__Task directions__. Write the next part of the mailing-list message on Ballot SC-52 and CRL validity intervals, starting right after its last line.

__Provided passage__.
* START *

[Servercert-wg] Ballot SC-52 version 2: Specify CRL Validity Intervals in Seconds

Dimitris Zacharopoulos (HARICA) dzacharo at harica.gr
Wed Jan 5 18:53:57 UTC 2022

On 5/1/2022 6:43 μ.μ., Ryan Sleevi wrote:
> On Wed, Jan 5, 2022 at 7:31 AM Dimitris Zacharopoulos (HARICA) 
> <dzacharo at harica.gr> wrote:
>     I clearly understand your opinion about the "ceiling"
>     requirements. However, this is not what those documents currently
>     say.
> Could you be more specific about what you believe the documents say?

They say "at least as" which means a CA would expect to be compliant if 
it fulfilled the absolute minimum. However, with the introduction of 1'' 
requirements, a CA that was previously compliant with just the bare 
minimum is now out of compliance because of 1''. I hear you about trying 
to get CAs to go above and beyond but in reality most TLS certificates 
are still issued with 397-day validity (with a few exceptions :-). This 
is a message that you have tried to convey to the CAs and all I'm saying 
is that we could write it in the document so it's abandonedly clear. 
After seeing incidents of CAs missing deadlines by seconds, and since 
this ballot introduces language that defines an hour and day in the 
precision of a second, I think it should include such a warning 
statement. I don't see any harm in doing that.

> That is, for any requirement talking about a date range and some 
> upper-bound, it's inherently a ceiling as written, because you cannot 
> let more time elapse than the requirement. We don't have, as far as I 
> know, any requirements that require you do something exactly (no 
> sooner, no later) - they're all of the variation of (no later). But 
> maybe I'm overlooking something, so if you can be precise about the 
> concern, that may help.

* END *

__Source material__.
* START *

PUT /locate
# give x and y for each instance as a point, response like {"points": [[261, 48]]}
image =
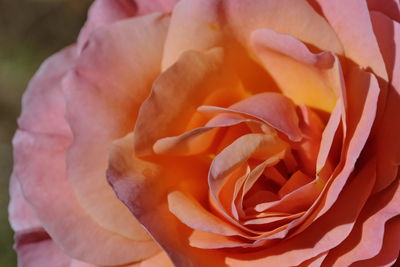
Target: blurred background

* END *

__Response for this exercise__.
>     If we are to move to this direction -which I am fully supportive-
>     it must me done collectively and with clear language. With that
>     said, if we are to move to this approach defining "ceilings", we
>     need to justify the purpose and security implications. For
>     example, I would argue that a CA should be able to perform a
>     pen-test annually without caring about the additional second or
>     even a day. I would argue that security-wise, performing a
>     pen-test every 365 days or every 366 days has negligent impact on
>     the security of the system. Obviously this is different from the
>     certificate, OCSP, CRL validity some of which have clear and
>     precise language coming from normative RFCs.
> I totally hear you on this, but I think this is overlooking my 
> previous reply. The goal is *not* to have a pen test every 365/366 
> days, it's to have a pen test *at least* every 365/366 days. In 
> practice, a forward thinking CA would do this /more/ frequently: the 
> annual requirement just represents the upper-bound.

I meant it for CAs that want to implement the bare minimum as currently 
allowed by the "at least" language. If we want to have more forward 
thinking CAs, we should drive them there with appropriate language in 
the BRs. Not many CAs read these email threads :-)

> This is where the Baseline Requirements are /not/ the definition of 
> what a "great" CA looks like, but rather, the absolute minimum that 
> CAs need to meet.
> Just to recap where we're talking about intervals:
>   * 4.9.7 CRL issuance ("/at least/ once every twelve months", "/at
>     least /within 24 hours", "MUST NOT be more than twelve months")
>   * 4.9.10 OCSP ("/at least/ every twelve months", "/within/ 24 hours")
>   * 6.3.2 Operational periods ("MUST NOT have a Validity Period
>     greater than 398 days")
>   * 8.1 Frequency or circumstances of assessment ("no earlier than
>     twelve (12) months prior to", "within ninety (90) days")
>   * 8.6 Communications of results ("no later than three months after")
>   * 5.4.3 Retention period for Audit Logs ("for at least two years")
>   * 5.5.2 Retention period for archive ("at least seven years")
>   * 8.4 Topics covered by assessment ("but in no case may any non-core
>     control be audited less often than once every three years")
> There's no reference to weeks in the BRs, AFAICT.

I was thinking of the NSRs.

> So all of these represent upper-bounds on security sensitive tasks, 
> and as far as I can tell, are all explicitly worded as upper-bounds. 
> Am I overlooking an interpretation here?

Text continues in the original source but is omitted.